## begin MATERIAL FOR THIS EXERCISE

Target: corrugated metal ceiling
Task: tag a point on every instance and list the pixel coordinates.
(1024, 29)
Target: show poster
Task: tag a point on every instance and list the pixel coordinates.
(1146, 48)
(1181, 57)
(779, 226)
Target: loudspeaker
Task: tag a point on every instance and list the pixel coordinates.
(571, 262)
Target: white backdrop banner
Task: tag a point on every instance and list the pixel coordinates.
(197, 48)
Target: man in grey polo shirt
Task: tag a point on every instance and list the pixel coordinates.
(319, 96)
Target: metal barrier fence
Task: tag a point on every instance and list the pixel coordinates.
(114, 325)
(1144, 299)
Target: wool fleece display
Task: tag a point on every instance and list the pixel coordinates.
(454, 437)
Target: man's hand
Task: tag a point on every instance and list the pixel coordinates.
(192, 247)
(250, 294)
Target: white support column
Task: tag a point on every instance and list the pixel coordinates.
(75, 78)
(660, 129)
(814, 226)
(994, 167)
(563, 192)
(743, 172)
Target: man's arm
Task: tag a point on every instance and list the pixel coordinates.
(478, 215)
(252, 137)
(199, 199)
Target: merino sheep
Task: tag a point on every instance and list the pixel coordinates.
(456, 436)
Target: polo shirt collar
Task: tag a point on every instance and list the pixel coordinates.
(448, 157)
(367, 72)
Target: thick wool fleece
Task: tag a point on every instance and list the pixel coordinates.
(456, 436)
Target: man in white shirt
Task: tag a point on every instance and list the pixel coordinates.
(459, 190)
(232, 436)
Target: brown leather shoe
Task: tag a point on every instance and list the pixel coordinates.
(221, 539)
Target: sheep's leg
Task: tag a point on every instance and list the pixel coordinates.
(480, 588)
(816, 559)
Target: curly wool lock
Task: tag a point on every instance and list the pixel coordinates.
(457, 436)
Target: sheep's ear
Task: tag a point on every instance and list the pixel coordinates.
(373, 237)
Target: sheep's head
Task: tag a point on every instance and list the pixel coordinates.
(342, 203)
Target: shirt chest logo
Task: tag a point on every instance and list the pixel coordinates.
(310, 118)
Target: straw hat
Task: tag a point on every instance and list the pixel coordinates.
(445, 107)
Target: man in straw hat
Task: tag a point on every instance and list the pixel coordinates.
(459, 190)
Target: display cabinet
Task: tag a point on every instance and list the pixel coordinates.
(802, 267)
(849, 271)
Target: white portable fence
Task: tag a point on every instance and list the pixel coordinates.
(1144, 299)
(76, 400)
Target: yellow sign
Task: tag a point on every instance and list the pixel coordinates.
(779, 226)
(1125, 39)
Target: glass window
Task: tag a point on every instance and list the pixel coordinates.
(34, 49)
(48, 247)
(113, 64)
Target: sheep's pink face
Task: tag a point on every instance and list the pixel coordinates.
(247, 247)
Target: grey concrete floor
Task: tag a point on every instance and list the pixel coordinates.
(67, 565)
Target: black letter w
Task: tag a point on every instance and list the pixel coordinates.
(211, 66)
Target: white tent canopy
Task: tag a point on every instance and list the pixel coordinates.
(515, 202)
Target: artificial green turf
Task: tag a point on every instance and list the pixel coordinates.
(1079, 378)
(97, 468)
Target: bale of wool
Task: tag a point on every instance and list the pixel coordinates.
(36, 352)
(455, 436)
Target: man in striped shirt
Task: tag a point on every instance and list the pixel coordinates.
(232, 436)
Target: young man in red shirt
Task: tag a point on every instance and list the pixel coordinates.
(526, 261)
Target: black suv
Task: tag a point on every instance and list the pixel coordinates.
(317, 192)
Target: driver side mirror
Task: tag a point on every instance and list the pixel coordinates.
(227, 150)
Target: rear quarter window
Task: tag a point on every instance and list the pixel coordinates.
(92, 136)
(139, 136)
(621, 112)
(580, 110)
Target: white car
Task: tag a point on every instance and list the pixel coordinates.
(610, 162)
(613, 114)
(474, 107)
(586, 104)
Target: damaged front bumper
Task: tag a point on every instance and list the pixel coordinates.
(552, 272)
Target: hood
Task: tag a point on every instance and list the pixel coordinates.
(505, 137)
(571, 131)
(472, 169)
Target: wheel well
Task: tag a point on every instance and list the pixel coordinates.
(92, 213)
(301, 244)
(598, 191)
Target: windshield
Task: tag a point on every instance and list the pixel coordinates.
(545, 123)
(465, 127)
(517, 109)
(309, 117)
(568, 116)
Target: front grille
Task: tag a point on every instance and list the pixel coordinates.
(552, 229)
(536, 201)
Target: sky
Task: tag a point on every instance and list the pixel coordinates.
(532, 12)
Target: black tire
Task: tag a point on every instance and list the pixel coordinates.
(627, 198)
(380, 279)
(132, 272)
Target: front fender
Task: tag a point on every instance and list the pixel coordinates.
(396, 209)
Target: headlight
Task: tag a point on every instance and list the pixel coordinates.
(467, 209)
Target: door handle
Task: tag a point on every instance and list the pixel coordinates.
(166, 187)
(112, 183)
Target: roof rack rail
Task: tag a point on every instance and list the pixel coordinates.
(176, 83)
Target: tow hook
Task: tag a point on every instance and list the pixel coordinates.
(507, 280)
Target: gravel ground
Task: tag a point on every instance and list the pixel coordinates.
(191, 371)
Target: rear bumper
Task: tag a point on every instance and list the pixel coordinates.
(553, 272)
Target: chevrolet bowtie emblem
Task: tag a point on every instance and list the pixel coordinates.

## end MATERIAL FOR THIS EXERCISE

GIVEN REQUEST >>
Rewrite all of the material above, swapping "pixel coordinates" for "image coordinates" everywhere it occurs and leaving every other word untouched.

REPLY TO THE EXERCISE >>
Target: corrugated metal ceiling
Task: tag a point on every instance and list the image coordinates.
(1024, 29)
Target: show poster
Task: tag a point on every instance and list the image coordinates.
(1146, 48)
(1181, 57)
(779, 226)
Target: loudspeaker
Task: tag a point on every instance and list the image coordinates.
(571, 262)
Target: white backdrop banner
Task: tag a point on every instance and list the image coordinates.
(197, 48)
Target: man in grey polo shirt
Task: tag a point on every instance and list the image coordinates.
(319, 96)
Target: metal barrier fence
Task: tag a point on every instance and list the image coordinates.
(114, 325)
(1144, 299)
Target: wool fleece display
Task: tag a point on every instance and list the image coordinates.
(454, 437)
Target: man's hand
Task: tag a point on every instance and list the image coordinates.
(192, 247)
(250, 294)
Target: white support column
Task: tag a point on every instance and list the image coordinates.
(75, 78)
(660, 129)
(814, 226)
(994, 167)
(563, 192)
(743, 172)
Target: man's arm
Task: tag a point on every instance and list the image coordinates.
(478, 215)
(252, 137)
(199, 199)
Target: merino sheep
Task: tag a point on every instance and list the image coordinates.
(456, 436)
Target: polo shirt collar
Task: tag a point on every instance and list the image coordinates.
(448, 157)
(367, 72)
Target: thick wool fleece
Task: tag a point on every instance and list the image coordinates.
(456, 436)
Target: man in white shirt
Task: tag a point on every instance and list the image coordinates.
(459, 190)
(232, 436)
Target: brown leather shoe
Task: tag a point on every instance and list the image coordinates.
(221, 539)
Target: sheep's leg
Task: tag a point on every instance and list the image coordinates.
(480, 588)
(816, 559)
Target: curly wool lock
Task: tag a point on every instance and list the image coordinates.
(457, 436)
Target: sheep's ear
Task: tag a point on every instance and list the image coordinates.
(373, 237)
Target: sheep's head
Task: tag a point on every instance and list the image coordinates.
(342, 203)
Target: shirt chest logo
Task: tag a point on every instance and list the image coordinates.
(310, 118)
Target: straw hat
Task: tag a point on every instance and list the image coordinates.
(445, 107)
Target: man in straw hat
Task: tag a point on every instance and list the image coordinates.
(459, 190)
Target: display cabinet
Task: tag a point on every instance and list the image coordinates.
(802, 267)
(849, 271)
Target: white portable fence
Task: tag a point on every instance and list the image coordinates.
(1144, 299)
(76, 400)
Target: yellow sign
Task: tag a point on every instance and list the image coordinates.
(779, 226)
(1125, 39)
Target: glass window
Task: tag a point on every instance and list the image coordinates.
(34, 49)
(48, 247)
(113, 64)
Target: sheep's pink face
Task: tag a point on every instance and list the image coordinates.
(247, 247)
Target: grey concrete floor
Task: tag a point on every instance and list the image coordinates.
(67, 565)
Target: black letter w
Task: tag a point on every instance and list the image coordinates.
(211, 66)
Target: white tent canopy
Task: tag a point on every instance and list the image coordinates.
(515, 202)
Target: artificial green turf
Task: tag a point on every instance and list the image coordinates.
(1079, 378)
(97, 468)
Target: bale of wool
Task: tag a point on every instance and list the image coordinates.
(36, 352)
(455, 436)
Target: man in striped shirt
Task: tag a point on every instance and list the image coordinates.
(232, 436)
Target: young man in red shirt
Task: tag a point on every instance and list the image coordinates.
(526, 261)
Target: black suv
Task: tag a point on every instance and list the image coordinates.
(317, 192)
Target: driver side mirror
Task: tag a point on every instance and list the image coordinates.
(227, 150)
Target: rear quarter window
Task: tag a point on every instance and list the image coordinates.
(92, 136)
(139, 136)
(621, 112)
(580, 110)
Target: white car
Task: tag a point on every instance and list the image coordinates.
(610, 162)
(613, 114)
(474, 107)
(586, 104)
Target: damaged front bumper
Task: tag a point on every instance and list the image coordinates.
(552, 272)
Target: hood
Task: tag a point on every instance and list the image coordinates.
(505, 137)
(571, 131)
(472, 169)
Target: wheel well
Task: tag a point on every instance and list the image coordinates.
(92, 213)
(301, 244)
(598, 191)
Target: windshield
Task: tag a point on every instance and list the image coordinates.
(545, 123)
(465, 127)
(517, 109)
(309, 117)
(568, 116)
Target: front grille
Task: tag a point on every instance and list the image coordinates.
(552, 229)
(536, 201)
Target: sky
Task: tag a point on every instance and list the image coordinates.
(532, 12)
Target: black tire
Task: tag a point on every instance and list the image coordinates.
(627, 198)
(380, 279)
(132, 272)
Target: front fender
Task: tag a point on every instance and list the image coordinates.
(396, 209)
Target: headlight
Task: tag a point on every instance and list the image coordinates.
(467, 209)
Target: door handle
Task: tag a point on every instance and list the image coordinates.
(166, 187)
(112, 183)
Target: roof rack rail
Task: tag a point on every instance and list the image coordinates.
(176, 83)
Target: tow hook
Task: tag a point on every instance and list the image coordinates.
(507, 280)
Target: gravel ground
Task: tag a point on every instance and list the image coordinates.
(191, 371)
Target: rear bumper
Task: tag a point on every instance and list the image coordinates.
(553, 272)
Target: chevrolet bowtie emblem
Task: tag a point on every instance and list the image coordinates.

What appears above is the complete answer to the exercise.